* _Problem statement_: Can you extract every line of the material below and reproduce each one verbatim, leaving out the pictures?

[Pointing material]
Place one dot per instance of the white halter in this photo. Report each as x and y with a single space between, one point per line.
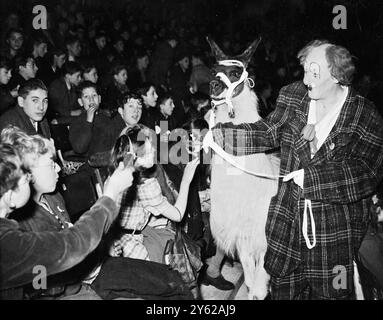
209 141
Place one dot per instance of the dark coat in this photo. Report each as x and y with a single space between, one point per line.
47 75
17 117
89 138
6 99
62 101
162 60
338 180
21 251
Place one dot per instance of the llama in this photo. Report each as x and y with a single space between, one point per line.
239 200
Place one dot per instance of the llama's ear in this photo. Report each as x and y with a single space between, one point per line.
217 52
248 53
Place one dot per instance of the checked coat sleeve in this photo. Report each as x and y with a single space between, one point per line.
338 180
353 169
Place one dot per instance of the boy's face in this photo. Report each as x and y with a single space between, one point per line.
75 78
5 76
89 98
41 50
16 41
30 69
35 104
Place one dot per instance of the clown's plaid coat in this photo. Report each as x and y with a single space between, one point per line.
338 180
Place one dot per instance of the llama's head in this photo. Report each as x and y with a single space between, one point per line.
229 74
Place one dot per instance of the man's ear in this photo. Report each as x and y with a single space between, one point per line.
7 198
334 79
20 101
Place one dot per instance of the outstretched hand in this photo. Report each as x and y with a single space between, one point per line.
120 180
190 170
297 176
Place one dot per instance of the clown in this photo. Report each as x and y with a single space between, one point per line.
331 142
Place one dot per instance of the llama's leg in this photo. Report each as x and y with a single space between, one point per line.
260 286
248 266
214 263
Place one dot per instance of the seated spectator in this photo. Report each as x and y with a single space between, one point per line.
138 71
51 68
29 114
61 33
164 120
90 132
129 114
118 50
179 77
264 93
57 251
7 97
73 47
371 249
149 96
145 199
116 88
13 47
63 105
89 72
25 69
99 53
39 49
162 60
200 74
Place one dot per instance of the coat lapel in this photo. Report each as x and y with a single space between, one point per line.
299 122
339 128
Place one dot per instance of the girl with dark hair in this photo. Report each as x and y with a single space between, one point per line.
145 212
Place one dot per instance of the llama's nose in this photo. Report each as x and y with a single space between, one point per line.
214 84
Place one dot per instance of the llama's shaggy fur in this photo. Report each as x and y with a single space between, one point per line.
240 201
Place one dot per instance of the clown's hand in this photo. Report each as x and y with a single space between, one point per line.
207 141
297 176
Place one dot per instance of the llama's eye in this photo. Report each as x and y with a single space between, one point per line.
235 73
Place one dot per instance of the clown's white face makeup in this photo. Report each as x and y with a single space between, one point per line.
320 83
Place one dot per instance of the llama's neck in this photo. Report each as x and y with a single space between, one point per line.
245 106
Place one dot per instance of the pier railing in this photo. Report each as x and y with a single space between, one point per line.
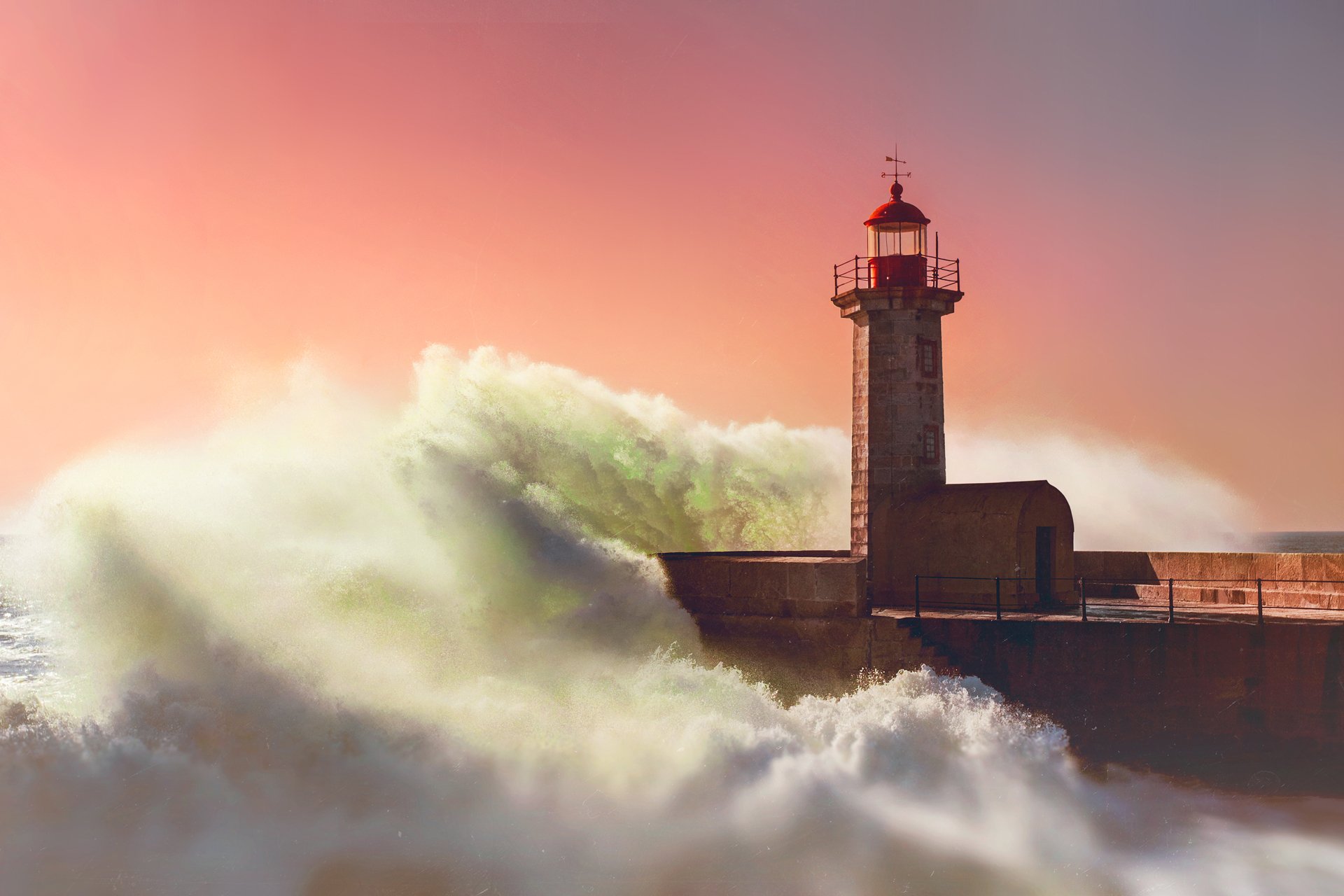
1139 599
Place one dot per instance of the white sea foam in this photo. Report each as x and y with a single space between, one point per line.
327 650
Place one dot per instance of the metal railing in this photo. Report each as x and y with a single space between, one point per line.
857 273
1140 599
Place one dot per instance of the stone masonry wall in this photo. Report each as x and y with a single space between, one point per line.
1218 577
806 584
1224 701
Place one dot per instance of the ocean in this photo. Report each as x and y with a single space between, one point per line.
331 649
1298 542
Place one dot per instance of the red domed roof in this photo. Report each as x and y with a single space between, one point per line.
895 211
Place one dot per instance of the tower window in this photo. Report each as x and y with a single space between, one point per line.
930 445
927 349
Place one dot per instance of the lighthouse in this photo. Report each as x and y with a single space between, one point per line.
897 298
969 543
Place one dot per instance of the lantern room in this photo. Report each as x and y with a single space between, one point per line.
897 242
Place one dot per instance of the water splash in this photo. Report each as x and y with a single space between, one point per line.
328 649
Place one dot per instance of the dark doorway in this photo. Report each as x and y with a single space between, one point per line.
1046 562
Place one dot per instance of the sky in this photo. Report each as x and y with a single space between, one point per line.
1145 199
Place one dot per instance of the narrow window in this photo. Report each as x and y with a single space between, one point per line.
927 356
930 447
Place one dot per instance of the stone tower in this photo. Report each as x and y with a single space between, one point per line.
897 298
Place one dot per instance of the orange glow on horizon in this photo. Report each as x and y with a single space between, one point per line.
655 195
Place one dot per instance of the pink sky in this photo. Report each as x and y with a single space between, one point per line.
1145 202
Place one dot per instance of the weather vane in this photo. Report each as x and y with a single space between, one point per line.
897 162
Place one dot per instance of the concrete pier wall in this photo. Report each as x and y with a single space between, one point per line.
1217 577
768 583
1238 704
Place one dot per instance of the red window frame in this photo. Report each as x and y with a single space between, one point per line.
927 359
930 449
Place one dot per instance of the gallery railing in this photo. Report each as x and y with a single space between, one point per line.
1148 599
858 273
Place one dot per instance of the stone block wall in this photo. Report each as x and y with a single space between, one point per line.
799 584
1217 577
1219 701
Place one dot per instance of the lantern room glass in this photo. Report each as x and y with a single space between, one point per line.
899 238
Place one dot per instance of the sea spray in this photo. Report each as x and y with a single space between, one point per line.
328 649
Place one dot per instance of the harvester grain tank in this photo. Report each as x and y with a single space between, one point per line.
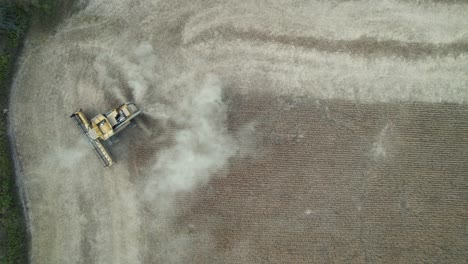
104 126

* _Response to the task_:
Place one dot per instance of the white halter in this photo. Report each as x and y with a single space between, one point per line.
209 141
Place one dot per instance of the dark coat in this photo. Report each as x and y with a single space between, one point per line.
47 75
17 117
89 138
6 99
62 101
162 60
338 180
21 251
Place one dot per instance of the llama in this photo. Report each as x and y with a single space between, one point per line.
239 200
Place one dot per instance of the llama's ear in this photo. Report each as x and y with a single space between, one point per line.
217 52
248 53
Place one dot per instance of the checked coat sleeve in this photo. Report each as x and y with a single space between, one point per line.
338 180
353 169
Place one dot per instance of the boy's face in this photo. Report each as x and y with a single space between, one point per line.
75 78
5 76
89 98
41 50
16 41
30 69
35 104
Place one dot per instance of the clown's plaid coat in this photo. Report each as x and y with a single space between, one point per line.
338 180
Place one dot per instance of the llama's head in this photo. Report each as x and y with a single space between, one point per line.
229 74
Place one dot per instance of the man's ear in this photo. Report each as x and y with a single space between, one point per line.
7 198
334 79
20 101
Place one dot per instance of the outstretched hand in this photo. Report each as x and y with a single space between, one point per line.
120 180
190 170
297 176
Place one dot per instance of the clown in this photo. Report each as x and y with a single space between, one point per line.
331 142
Place one dot per instance of the llama's leg in this photo. Report each as x and y with a single space between, one point per line.
260 286
248 266
214 263
Place one dot per instance of the seated spectator in this photo. Report each as x and y with a single space between, one point per line.
138 71
51 68
29 114
61 33
164 120
90 132
129 114
118 50
179 77
264 93
57 251
7 97
73 47
371 249
149 96
145 199
116 88
13 47
63 105
89 72
25 69
99 53
39 49
162 60
200 74
Place one dot per instance of the coat lapel in this photo. Report each as x and y with a single space between, one point per line.
299 122
339 128
Place one dot per instance of the girl with dark hair in this photo. Report each as x and y with a single space between, one point per line.
145 212
Place one dot per instance of the llama's nose in this photo. Report each as x and y with a single space between, one point per line.
214 84
Place one dot per instance of the llama's shaggy fur in this photo. Report each as x and y with a single space between, one point per line.
240 201
Place one dot per instance of the clown's hand in this photo. Report each as x and y with a single space between, one point per line.
207 141
297 176
Place one dot per instance of the llama's eye in this photo. Report each as x and y with a single space between, one point per line.
235 73
Place one dot per instance of the clown's white face makeup in this photo. Report each as x and y with a single space between, one point per line.
320 83
Place one dot per instance of the llama's neck in this photo. Report each as x and y with a single space between, one point per line.
245 106
Place one dot per instance of the pier railing in this photo. Report each as x and y with a single space between, one point per line.
1139 599
Place one dot per instance of the white sea foam in this photo. Report each as x and y with a single space between, one point per line.
327 650
Place one dot per instance of the metal railing in this photo. Report each as x and y with a single space between, one point per line.
857 273
1140 599
Place one dot per instance of the stone masonry wall in this photo. Report each as x and y with a single space between, one point per line.
1218 577
806 584
1224 701
Place one dot per instance of the ocean in this photo. Report each as x and y with a single space between, one point per line.
331 649
1298 542
Place one dot per instance of the red domed roof in this photo. Report each as x and y with a single space between, one point per line.
895 211
Place one dot per instance of the tower window in this photo. Report each as x and y with a single space between, one point per line.
930 445
927 349
Place one dot per instance of the lighthouse in this photo. Report each as x and y with a single space between, one point per line.
897 298
969 543
Place one dot per instance of the lantern room in this photo. Report each as x and y with a single space between, one point per line.
897 242
Place one dot per instance of the water splash in this photo. Report each as x and y with a single space between, one point per line.
328 649
Place one dot per instance of the dark doorway in this photo. Report each as x and y with a single space between, one point per line.
1046 562
Place one dot per instance of the sky in this photo. Report each as x and y with a single space between, one point per line.
1145 199
Place one dot per instance of the narrow window in this photo. Report each as x and y with a single space between, one point per line.
927 356
930 447
Place one dot per instance of the stone tower in this photo. Report each as x and y with a single space between, one point per line.
897 298
Place one dot per instance of the orange glow on horizon in this photo. Report each as x and y with a single space between, one point per line.
655 195
Place one dot per instance of the pink sky in this photo. Report each as x and y with a single space between, one point per line.
1145 202
Place one dot per instance of the weather vane in this photo. Report each as x and y with a single space between, one point per line.
897 162
Place one dot per instance of the concrete pier wall in this photo. Report each as x and y with a single space between, one point per line.
1217 577
768 583
1238 704
Place one dot per instance of the red window frame in this photo. Report each as x and y with a single space between, one point per line.
927 359
930 449
Place one dot per instance of the gallery railing in this photo. Report each as x and y with a single space between, one point per line.
1148 599
858 273
Place one dot per instance of the stone block wall in this photo. Report each as x and y with a single space between, one point per line.
799 584
1217 577
1219 701
Place one dot per instance of the lantern room glass in this photo. Report each as x and y with a single space between, one point per line.
899 238
Place one dot per instance of the sea spray in this photo. Report each as x and y with a single space between, one point per line.
328 649
Place one dot per instance of the harvester grain tank in this photo. Report each as x and y with a single space between, one point per line.
104 126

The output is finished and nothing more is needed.